* _QUOTED PASSAGE_
"""

Casino operators know they’ve got a problem attracting millennials, but they’d better figure it out soon or they risk becoming the next Sears or Payless.
That was the message at the American Gaming Association’s Global Gaming Expo Wednesday from Robert Rippee, who worked in casino marketing for 25 years and is now director of the UNLV Hospitality & eSports Innovation Lab.
As a solo presenter on the topic of whether casinos need to adopt a specific strategy targeting millennials, the professor from the baby boom generation answered his own question by describing a 72.6-million strong “economic juggernaut” that presently walks the casino’s floor to get to its nightclub.
“When it comes to other elements that define a casino resort, it’s problematic,” Rippee said, suggesting it’s overdue for casinos to look at this newer demographic differently from baby boomers, whom they now outnumber.
“You have this gigantic demographic staring you in the face, and they are going to be your biggest customer group for the next 20 years. They are already in their 30s. They are already your customers. You don’t have a choice.”
Blur boundaries, create immersive experiences
Rippee described the Electric Daisy Carnival as an annual Las Vegas event casinos should learn from, as it is highly successful in attracting the age cohort born between 1981 and 1996.
The event combines music, food, socialization, colorful lights and other experiences in a way that can be hard to categorize, but which millennials embrace.

"""

(Referring-expression pointing data)
"""

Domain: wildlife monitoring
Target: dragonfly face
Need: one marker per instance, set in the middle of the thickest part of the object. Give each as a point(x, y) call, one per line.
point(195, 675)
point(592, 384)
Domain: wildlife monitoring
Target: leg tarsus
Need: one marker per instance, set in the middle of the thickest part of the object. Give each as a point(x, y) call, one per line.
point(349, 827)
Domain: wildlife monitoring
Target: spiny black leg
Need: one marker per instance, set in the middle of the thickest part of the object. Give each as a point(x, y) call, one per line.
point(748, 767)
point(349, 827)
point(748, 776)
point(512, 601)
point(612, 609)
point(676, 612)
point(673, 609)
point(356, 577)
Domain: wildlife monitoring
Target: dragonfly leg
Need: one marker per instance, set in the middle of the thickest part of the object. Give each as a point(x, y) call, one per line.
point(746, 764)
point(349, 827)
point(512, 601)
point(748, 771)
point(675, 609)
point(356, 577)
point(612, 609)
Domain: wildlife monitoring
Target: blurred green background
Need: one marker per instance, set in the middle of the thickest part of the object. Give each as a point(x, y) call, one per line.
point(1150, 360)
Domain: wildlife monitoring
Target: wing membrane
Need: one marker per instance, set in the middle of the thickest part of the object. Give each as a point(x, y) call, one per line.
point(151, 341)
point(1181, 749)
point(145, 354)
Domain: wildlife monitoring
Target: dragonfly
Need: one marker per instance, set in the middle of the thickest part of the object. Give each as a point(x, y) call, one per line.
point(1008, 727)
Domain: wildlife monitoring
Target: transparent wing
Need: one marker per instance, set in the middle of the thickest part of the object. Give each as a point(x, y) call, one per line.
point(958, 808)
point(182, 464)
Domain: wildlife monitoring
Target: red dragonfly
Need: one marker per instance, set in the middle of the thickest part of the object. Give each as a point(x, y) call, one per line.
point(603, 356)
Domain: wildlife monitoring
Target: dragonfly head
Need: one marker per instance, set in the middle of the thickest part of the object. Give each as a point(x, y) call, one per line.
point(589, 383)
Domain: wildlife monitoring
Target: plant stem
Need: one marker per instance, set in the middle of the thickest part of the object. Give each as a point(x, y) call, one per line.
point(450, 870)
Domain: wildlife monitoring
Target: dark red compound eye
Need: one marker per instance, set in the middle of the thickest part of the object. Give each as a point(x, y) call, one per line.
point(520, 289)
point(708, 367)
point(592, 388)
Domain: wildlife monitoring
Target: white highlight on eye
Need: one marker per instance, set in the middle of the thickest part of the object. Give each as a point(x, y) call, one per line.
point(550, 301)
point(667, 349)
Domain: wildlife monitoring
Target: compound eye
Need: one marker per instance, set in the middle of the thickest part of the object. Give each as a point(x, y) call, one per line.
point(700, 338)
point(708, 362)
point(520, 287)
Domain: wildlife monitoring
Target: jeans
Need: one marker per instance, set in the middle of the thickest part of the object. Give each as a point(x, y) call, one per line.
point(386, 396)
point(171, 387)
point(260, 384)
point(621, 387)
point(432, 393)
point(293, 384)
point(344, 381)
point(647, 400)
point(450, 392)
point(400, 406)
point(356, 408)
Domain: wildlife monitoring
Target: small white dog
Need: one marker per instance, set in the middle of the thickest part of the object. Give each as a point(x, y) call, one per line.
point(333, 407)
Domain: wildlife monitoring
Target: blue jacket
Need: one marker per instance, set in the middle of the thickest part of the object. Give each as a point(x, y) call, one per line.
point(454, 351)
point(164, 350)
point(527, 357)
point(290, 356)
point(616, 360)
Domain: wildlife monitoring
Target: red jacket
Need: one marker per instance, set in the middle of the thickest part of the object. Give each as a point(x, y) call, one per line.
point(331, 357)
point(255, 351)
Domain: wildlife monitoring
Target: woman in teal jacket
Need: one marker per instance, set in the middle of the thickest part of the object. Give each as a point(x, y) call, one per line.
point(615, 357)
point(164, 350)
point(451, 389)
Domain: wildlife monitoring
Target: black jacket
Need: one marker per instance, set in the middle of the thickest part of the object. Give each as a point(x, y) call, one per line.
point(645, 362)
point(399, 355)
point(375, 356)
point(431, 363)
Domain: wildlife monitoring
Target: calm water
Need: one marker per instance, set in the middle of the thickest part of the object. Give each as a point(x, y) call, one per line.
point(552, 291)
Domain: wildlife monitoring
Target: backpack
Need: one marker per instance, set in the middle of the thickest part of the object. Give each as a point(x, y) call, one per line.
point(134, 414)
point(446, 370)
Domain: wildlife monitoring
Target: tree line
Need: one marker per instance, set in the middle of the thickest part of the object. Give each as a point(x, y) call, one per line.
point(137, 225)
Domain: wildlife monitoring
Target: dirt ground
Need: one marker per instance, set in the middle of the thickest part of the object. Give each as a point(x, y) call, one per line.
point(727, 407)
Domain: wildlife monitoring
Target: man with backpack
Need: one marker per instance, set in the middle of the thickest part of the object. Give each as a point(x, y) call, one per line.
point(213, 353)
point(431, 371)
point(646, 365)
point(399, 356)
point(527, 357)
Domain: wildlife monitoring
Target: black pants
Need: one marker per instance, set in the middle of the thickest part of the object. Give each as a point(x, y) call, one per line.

"""

* _QUESTIONS ON THE MATERIAL_
A. In the article on casinos and millennials, what position does Robert Rippee hold now?
B. Which things does the article on casinos and millennials name as combined in the Electric Daisy Carnival?
None of this data is needed here.

* _SOLUTIONS TO THE TASKS_
A. He is director of the UNLV Hospitality & eSports Innovation Lab.

B. Music, food, socialization, colorful lights